→ **DIRECTION**:
Continue the article about Rudy Giuliani's accidental hyperlink, starting right after its final sentence.

→ **READING PASSAGE**:
----------
Rudy Giuliani Turns Typo Into Baseless, Anti-Twitter Conspiracy Theory


Looking for news you can trust?Subscribe to our free newsletters.

It was business as usual for Rudy Giuliani, who on Friday took to Twitter to bash special counsel Robert Mueller and the ongoing Russia investigation. As with previous such attacks, the latest diatribe from the president’s lawyer featured multiple typos and odd spacings.
But thanks to the work of one mischievous user, Giuliani’s latest error-ridden tweet took an even more embarrassing turn that, for a prankster seeking to make a fool of one of the president’s more prominent allies, could not have been executed more perfectly. 
It happened as Jason Velazquez, a web designer from Atlanta, noticed that Giuliani on Friday had inadvertently created a hyperlink in his tweet by failing to include a space between a period and the following word. Velazquez clicked the accidental link and realized no one had registered the domain. “Without thinking, I went and purchased the domain and then I thought, ‘I could literally put whatever I want up and he would either have to delete the tweet or leave it up because you can’t edit a tweet,’” he told the Washington Post.
----------
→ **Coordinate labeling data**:
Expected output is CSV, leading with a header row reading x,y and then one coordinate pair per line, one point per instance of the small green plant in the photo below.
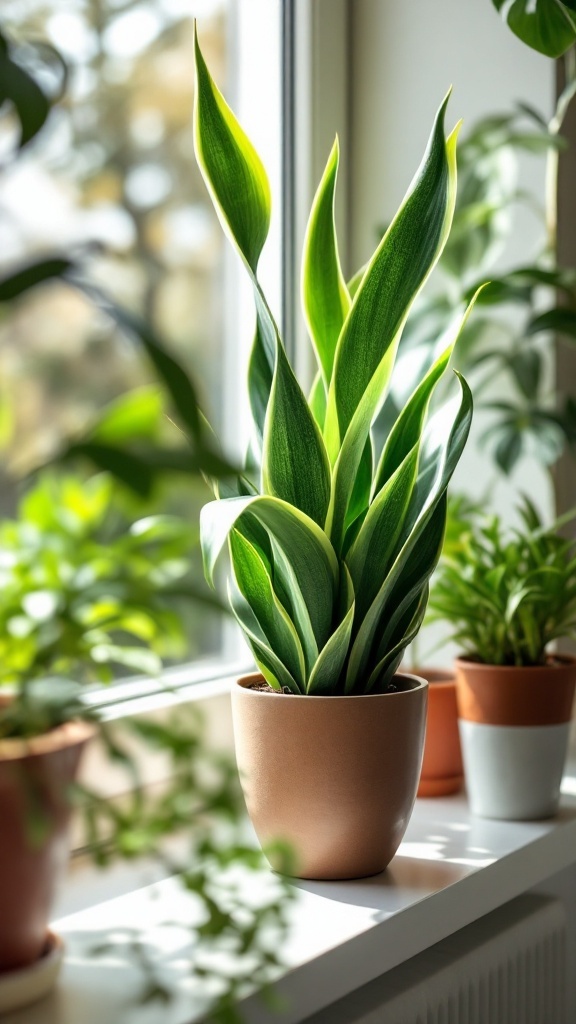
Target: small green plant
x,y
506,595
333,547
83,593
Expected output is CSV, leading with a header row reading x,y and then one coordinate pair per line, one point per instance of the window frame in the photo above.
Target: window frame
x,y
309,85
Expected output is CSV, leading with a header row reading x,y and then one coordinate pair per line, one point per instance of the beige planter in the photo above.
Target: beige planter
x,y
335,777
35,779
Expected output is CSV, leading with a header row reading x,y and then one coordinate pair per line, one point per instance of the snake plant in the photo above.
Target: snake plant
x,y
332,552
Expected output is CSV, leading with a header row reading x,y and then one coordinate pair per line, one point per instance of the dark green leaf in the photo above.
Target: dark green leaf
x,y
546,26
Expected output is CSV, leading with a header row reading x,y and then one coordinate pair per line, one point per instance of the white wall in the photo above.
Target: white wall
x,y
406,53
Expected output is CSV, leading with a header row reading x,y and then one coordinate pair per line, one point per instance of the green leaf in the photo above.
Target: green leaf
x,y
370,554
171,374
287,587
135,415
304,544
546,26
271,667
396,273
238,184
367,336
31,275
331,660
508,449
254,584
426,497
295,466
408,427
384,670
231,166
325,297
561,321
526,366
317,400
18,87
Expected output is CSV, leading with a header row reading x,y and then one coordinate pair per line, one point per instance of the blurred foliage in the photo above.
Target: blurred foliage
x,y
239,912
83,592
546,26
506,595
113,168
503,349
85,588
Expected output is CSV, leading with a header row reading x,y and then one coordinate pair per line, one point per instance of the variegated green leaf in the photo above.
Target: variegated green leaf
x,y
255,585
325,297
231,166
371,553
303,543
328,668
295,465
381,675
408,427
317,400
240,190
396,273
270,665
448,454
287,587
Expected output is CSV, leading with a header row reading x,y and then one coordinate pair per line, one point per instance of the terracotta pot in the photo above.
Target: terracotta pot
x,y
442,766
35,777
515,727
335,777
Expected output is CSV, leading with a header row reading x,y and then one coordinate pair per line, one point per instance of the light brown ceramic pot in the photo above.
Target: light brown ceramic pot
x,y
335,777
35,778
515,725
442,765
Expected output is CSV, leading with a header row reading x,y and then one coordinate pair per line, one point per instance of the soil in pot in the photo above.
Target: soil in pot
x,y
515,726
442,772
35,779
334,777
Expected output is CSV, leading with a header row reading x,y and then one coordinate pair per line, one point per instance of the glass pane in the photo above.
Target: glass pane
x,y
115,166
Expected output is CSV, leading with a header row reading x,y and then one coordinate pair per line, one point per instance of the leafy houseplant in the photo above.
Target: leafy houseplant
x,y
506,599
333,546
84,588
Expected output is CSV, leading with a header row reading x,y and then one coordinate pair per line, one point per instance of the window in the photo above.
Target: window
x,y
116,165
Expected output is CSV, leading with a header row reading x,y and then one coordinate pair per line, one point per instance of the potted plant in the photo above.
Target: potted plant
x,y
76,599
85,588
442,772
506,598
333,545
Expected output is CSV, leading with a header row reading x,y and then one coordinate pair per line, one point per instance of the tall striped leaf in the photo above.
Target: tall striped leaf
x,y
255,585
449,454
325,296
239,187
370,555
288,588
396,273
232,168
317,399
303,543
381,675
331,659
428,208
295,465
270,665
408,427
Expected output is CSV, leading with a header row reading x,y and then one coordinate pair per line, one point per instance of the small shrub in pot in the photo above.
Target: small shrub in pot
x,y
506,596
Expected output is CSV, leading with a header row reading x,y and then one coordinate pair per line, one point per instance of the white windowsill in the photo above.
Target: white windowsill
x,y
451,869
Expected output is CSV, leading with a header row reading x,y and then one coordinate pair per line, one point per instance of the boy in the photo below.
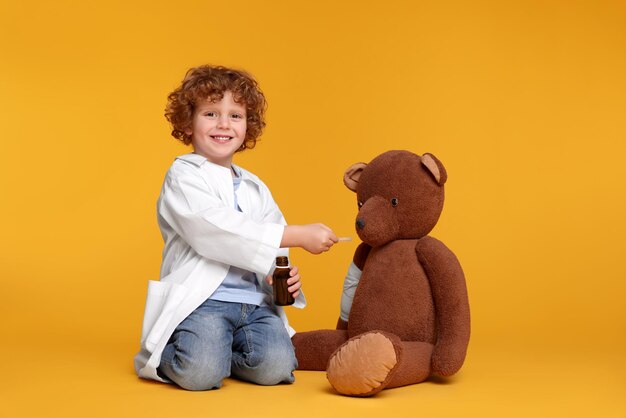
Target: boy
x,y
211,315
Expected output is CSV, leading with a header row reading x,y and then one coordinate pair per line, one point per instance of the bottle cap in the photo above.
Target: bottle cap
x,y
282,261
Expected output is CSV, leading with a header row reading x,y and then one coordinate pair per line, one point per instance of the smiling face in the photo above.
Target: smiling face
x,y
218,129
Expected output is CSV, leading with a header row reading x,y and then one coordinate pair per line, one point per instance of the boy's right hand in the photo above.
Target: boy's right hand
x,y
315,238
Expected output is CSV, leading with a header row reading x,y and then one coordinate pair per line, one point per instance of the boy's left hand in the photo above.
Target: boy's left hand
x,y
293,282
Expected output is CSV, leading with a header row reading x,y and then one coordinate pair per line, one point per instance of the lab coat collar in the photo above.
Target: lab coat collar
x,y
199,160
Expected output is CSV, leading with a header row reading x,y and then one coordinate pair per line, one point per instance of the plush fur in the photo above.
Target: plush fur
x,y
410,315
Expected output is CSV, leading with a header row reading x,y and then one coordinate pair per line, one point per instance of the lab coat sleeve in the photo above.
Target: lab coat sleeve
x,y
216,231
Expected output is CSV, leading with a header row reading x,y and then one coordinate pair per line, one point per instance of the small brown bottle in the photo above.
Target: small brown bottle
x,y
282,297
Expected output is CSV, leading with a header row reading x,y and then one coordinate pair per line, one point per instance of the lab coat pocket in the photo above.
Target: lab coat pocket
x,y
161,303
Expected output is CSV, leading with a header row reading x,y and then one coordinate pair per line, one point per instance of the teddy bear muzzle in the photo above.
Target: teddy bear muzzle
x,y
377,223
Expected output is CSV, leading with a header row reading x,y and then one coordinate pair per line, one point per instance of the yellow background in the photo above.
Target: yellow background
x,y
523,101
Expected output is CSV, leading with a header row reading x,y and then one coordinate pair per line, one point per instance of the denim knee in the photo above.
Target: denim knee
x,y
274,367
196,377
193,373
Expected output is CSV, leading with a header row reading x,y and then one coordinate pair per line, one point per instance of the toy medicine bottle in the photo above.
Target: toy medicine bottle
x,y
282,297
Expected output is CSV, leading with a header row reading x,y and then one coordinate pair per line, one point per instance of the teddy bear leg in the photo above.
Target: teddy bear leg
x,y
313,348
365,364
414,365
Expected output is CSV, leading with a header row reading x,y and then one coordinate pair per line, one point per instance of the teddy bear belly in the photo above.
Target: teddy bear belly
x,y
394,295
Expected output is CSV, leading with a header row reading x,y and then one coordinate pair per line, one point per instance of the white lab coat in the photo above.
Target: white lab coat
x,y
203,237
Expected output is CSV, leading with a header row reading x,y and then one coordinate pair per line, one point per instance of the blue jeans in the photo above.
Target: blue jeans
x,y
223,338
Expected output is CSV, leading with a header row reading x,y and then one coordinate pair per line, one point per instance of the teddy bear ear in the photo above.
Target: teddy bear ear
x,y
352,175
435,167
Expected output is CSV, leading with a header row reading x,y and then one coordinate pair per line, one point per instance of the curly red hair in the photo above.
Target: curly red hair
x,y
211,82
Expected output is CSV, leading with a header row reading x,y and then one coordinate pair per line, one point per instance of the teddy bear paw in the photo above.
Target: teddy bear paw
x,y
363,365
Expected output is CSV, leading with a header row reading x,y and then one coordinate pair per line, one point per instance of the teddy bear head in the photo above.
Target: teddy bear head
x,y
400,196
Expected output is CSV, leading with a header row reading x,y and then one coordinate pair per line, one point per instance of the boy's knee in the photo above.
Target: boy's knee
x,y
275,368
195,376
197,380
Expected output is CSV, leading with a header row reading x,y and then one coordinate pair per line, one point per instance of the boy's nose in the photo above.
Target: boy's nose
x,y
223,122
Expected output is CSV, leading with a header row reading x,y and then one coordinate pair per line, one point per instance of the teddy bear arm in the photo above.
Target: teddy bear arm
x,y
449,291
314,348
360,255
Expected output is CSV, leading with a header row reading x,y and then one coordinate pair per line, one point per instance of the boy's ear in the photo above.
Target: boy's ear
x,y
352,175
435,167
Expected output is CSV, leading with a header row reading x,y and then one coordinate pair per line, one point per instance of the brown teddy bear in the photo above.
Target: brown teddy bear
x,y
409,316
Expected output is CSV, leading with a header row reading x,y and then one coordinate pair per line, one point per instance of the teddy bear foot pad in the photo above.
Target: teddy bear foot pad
----------
→ **THE OUTPUT**:
Realizing the opportunity, Velazquez created a site with a simple message: “Donald J. Trump is a traitor to our country.” 
Days later, Giuliani, who once served as Donald Trump’s cybersecurity adviser, finally noticed. On Tuesday night, he blasted off a baseless conspiracy theory accusing Twitter of allowing “someone to invade my text with a disgusting anti-President message.”
“Don’t tell me they are not committed card-carrying anti-Trumpers,” he wrote.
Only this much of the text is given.